§ **Stated problem**
Rewrite the entries below with "reference point" changed to "anchor point" wherever it occurs, keeping everything else the same.

§ **Supplied data**
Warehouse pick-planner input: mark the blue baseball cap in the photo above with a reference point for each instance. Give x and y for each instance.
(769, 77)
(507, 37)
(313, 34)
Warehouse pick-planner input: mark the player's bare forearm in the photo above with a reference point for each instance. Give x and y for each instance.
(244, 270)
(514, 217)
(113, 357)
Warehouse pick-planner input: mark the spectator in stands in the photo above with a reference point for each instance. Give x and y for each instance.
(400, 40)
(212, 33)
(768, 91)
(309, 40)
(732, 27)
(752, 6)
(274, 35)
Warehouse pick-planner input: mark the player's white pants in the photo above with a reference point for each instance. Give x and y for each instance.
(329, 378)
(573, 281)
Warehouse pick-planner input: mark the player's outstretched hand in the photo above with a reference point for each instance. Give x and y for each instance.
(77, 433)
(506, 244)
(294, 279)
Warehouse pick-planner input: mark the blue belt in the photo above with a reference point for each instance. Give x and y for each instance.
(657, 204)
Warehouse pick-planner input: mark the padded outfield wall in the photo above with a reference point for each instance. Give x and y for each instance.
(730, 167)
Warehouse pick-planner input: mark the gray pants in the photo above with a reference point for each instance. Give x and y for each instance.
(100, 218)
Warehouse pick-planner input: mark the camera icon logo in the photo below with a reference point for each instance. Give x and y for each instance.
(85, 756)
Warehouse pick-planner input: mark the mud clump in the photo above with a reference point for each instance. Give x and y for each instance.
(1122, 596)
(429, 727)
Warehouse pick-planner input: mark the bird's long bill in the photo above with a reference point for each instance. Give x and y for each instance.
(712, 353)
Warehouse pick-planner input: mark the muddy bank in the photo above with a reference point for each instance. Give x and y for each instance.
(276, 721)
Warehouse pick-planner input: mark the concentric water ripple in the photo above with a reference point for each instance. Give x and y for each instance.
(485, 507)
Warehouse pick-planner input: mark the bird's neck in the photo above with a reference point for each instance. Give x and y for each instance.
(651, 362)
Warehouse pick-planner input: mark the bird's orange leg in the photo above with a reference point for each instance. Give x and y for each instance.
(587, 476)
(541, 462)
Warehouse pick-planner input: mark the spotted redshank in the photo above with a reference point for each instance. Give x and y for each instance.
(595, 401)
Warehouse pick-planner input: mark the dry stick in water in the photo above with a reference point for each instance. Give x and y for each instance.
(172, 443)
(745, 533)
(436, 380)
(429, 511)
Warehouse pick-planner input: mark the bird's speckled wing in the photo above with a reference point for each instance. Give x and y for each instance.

§ **Task result**
Warehouse pick-planner input: mark the blue baseball cap in the photo above with a anchor point for each instance. Give x and y for each instance.
(769, 77)
(507, 37)
(313, 34)
Warehouse pick-planner input: mark the player's bare forearm in the photo above with a anchor point for each instance. Give x and y for each instance.
(244, 270)
(514, 217)
(113, 357)
Warehouse pick-planner input: mark the spectator in stands in the photo above with a anchor point for each instance. Give x and y for each instance.
(400, 40)
(212, 33)
(768, 91)
(309, 40)
(732, 27)
(752, 6)
(274, 35)
Warehouse pick-planner input: mark the player's white pants in the photo above with a anchor point for each instance. Give x and y for each instance.
(329, 378)
(573, 281)
Warehouse pick-planner input: mark the player's outstretched hand in the photo above with a anchor point for each instance. Give x and y for each instance.
(77, 433)
(506, 244)
(294, 279)
Warehouse pick-planner input: mark the blue belt in the photo above with a anchor point for each instance. Give x and y for each instance.
(657, 204)
Warehouse pick-planner input: mark the padded outfield wall in the photo above with a anchor point for each instance. Give x and y for each instance.
(730, 167)
Warehouse pick-planner input: mark the gray pants in the photo above with a anchor point for each instance. Give x and y for each instance.
(100, 218)
Warehouse pick-planner input: mark the camera icon logo in the photo below with a anchor point for each instance. Give x and y for each instance.
(85, 756)
Warehouse pick-planner input: mark the mud clump in the photo above with a anchor point for each instance. Give x and y for each instance.
(1122, 596)
(429, 727)
Warehouse pick-planner input: mark the bird's long bill in the photo above with a anchor point for each instance. Give x and y for each instance.
(712, 353)
Warehouse pick-planner input: mark the muddy bank in the photo above with a anchor point for each instance. Give x and y for each instance.
(276, 721)
Warehouse pick-planner input: mark the concentric water ripple in the photo above with a anchor point for each instance. Give x and y for each instance.
(485, 507)
Warehouse pick-planner input: mark the bird's neck in the photo above with a anchor point for each instance. Give x and y for each instance.
(651, 362)
Warehouse pick-planner input: mark the bird's orange leg in the photo above with a anchor point for each instance. Give x and y for each instance.
(587, 476)
(541, 462)
Warehouse pick-planner input: mark the spotted redshank in the photo above with a anchor point for each instance. Give x and y for each instance.
(595, 401)
Warehouse pick-planner input: mark the dry stick in water in the photo above with a anchor point for each instance. Give x and y for each instance.
(172, 443)
(745, 533)
(436, 380)
(429, 511)
Warehouse pick-planner input: mark the bird's speckled wing in the photo above with a anchor point for each instance. Give x and y for each instance.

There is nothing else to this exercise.